**The exercise:**
Translate into French the sentence from the review passage that reads "The diversity of level and approach raises questions concerning the volume's intended readership."

In its attempt to explore and describe, the present volume is not sufficiently clear in its internal organization, its level of approach, and its intended readership. Internally, the division into two parts is merely practical: The choice to organize contributions around the themes ‘Homer/Troy’ and ‘Beyond Homer/Troy’ is not always fortunate, considering, for example, the ‘Homeric efforts’ in Scotland. Rather, it highlights what is a problem in the conception of a volume like this—understandable and seemingly unavoidable though it is: looking at prequels, sequels, and retellings of classical epic is too broad an approach. Each of the subcategories—prequels, sequels, and retellings, supplemented by continuations, translations, and fan fiction—deserves a volume of its own, given the wealth of hyper-, inter-, and hypotexts available, and so do the Iliad, the Odyssey, the Epic Cycle, and all the individual works of Latin epic. That way, the mer à boire to be taken into account would better serve a companion to the readers of a hypotext.
Several of the essays, especially those on reception pieces considered to be less well known to classicists, are rather descriptive and introductory, whereas contributions on, for example, the Posthomerica, Atwood’s Penelopiad, Ovid’s Metamorphoses, Virgil’s Aeneid, and the Odyssey as hypertext are scholarly, and thoroughly analytical. The diversity of level and approach raises questions concerning the volume’s intended readership. The topics and many of the observations will be interesting to students and scholars as well as the general public, but the uneven level of the articles makes it hard to recommend the volume as a whole to any one group.

[Location identification items]
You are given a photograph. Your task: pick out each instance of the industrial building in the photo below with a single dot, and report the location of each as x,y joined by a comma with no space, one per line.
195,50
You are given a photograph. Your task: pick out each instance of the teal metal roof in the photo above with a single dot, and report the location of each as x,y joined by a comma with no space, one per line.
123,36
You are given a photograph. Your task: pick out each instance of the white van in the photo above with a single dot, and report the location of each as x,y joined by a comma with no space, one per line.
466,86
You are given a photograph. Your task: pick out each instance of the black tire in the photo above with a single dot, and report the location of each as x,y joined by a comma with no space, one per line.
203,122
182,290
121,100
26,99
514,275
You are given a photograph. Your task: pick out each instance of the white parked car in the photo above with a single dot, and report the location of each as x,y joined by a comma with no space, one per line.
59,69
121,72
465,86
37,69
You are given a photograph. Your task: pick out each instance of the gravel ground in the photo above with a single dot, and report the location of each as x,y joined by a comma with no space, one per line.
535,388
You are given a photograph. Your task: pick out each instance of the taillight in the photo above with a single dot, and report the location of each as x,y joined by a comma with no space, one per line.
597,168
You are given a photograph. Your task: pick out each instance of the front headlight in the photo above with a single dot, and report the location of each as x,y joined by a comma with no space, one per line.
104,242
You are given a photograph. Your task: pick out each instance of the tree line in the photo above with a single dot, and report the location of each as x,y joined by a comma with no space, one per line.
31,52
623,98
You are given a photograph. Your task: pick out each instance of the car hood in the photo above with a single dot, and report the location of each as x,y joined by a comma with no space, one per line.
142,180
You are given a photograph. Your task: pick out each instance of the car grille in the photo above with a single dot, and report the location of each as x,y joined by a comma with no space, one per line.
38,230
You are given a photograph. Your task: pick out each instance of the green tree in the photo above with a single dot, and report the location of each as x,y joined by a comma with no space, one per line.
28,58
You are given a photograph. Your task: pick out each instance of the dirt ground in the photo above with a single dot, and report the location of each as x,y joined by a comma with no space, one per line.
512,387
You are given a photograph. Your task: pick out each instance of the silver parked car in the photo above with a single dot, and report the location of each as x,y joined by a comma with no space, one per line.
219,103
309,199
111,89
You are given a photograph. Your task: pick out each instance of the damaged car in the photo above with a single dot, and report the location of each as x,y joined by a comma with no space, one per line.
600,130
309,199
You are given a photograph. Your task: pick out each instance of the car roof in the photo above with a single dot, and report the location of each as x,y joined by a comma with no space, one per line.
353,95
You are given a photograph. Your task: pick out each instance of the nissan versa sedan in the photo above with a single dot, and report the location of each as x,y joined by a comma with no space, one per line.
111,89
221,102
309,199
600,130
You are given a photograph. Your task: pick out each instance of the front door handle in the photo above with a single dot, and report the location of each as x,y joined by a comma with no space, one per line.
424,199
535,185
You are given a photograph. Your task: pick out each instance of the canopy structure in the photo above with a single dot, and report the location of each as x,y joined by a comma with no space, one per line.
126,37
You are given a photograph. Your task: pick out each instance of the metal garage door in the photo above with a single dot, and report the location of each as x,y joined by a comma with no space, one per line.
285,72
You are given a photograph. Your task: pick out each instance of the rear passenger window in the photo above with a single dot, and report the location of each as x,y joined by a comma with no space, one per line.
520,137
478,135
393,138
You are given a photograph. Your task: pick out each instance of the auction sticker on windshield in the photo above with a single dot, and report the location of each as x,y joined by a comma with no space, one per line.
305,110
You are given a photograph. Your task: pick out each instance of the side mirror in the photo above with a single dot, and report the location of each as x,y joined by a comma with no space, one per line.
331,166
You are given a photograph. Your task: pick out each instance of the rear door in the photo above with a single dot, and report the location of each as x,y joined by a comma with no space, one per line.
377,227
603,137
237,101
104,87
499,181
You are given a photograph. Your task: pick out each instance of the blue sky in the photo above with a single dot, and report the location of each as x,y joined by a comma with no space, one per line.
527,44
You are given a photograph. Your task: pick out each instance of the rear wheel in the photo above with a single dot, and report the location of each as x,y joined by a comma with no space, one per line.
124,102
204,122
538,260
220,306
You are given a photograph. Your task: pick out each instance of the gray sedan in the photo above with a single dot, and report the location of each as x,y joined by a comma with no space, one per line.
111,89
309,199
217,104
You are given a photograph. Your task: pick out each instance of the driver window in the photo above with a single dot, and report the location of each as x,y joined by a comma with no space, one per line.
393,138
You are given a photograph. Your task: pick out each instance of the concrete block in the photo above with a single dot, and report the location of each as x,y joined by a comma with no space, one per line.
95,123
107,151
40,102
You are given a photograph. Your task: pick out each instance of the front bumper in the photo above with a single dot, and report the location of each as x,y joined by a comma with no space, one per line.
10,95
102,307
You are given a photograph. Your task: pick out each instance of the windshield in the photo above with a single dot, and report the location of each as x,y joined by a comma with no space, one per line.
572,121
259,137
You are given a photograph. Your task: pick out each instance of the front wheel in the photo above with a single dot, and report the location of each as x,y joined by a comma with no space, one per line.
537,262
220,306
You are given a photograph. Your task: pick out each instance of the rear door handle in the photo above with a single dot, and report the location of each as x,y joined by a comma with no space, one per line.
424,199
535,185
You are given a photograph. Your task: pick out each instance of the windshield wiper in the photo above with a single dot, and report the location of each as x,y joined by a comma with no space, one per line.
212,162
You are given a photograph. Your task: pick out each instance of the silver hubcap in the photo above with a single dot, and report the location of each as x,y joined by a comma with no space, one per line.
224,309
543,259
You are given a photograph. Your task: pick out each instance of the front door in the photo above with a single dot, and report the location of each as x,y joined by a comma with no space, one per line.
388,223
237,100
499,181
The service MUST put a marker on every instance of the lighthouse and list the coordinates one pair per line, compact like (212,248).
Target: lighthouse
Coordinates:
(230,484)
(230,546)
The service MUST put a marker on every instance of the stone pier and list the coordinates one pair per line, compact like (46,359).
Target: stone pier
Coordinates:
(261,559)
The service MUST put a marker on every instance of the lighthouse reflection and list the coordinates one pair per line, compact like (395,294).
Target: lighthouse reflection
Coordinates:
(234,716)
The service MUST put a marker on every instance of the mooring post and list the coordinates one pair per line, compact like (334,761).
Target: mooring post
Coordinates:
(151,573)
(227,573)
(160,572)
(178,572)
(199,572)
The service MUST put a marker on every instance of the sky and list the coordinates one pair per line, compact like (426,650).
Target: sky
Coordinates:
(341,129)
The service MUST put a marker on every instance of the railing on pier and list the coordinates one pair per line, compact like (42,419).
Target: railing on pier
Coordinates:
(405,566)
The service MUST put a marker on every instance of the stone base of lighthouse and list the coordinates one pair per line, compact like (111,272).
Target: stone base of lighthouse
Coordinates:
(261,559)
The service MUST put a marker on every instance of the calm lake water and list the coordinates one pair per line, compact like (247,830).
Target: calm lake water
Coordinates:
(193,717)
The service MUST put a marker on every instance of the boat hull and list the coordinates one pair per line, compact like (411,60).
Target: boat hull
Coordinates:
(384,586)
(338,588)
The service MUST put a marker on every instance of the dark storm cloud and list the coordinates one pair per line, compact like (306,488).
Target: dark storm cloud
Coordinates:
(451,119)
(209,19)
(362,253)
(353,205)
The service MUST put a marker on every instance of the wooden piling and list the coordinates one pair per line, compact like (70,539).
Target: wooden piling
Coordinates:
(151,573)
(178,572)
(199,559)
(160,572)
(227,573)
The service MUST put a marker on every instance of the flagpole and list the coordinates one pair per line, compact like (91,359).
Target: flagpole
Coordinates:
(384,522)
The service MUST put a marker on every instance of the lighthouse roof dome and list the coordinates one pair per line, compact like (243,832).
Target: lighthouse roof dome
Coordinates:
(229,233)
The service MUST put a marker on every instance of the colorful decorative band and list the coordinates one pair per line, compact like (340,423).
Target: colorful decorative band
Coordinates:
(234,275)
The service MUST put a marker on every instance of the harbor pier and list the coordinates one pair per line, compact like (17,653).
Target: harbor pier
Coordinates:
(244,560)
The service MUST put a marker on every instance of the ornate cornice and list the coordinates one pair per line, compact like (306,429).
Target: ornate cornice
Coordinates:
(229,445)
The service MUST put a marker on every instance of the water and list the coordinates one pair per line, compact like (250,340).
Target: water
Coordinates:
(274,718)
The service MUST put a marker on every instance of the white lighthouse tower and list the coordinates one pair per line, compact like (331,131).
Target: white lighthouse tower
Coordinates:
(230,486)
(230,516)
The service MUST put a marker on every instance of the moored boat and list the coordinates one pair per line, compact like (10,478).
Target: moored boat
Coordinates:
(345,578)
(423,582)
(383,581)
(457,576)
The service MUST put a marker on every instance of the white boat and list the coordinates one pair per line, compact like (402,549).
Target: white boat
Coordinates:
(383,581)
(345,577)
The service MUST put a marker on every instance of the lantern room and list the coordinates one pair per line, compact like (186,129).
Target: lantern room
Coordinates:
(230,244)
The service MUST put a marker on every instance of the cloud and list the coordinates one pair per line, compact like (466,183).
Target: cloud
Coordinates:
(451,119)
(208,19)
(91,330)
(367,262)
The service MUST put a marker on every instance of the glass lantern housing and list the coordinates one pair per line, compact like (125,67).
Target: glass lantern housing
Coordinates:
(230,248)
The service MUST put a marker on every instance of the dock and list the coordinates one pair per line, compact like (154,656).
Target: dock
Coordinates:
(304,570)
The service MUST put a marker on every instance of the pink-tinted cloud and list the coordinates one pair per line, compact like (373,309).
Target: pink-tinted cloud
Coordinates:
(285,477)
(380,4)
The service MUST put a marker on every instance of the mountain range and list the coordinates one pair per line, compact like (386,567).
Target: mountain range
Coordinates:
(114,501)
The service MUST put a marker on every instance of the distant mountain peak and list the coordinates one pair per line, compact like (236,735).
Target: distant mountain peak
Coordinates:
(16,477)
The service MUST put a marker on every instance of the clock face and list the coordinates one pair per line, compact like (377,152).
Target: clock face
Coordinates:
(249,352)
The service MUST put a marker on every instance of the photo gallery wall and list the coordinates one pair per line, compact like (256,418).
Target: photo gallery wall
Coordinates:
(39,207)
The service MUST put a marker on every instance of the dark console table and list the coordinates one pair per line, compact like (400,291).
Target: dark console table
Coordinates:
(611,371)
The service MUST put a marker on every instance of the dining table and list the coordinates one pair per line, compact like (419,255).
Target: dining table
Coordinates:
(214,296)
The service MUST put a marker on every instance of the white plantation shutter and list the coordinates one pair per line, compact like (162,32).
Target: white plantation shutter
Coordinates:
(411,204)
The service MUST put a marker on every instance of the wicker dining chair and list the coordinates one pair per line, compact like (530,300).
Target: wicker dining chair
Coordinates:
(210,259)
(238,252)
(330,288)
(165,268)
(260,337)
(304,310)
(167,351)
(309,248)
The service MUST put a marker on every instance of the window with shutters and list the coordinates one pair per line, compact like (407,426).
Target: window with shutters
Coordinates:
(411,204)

**Finished task:**
La diversité de niveau et d'approche soulève des questions quant au lectorat visé par le volume.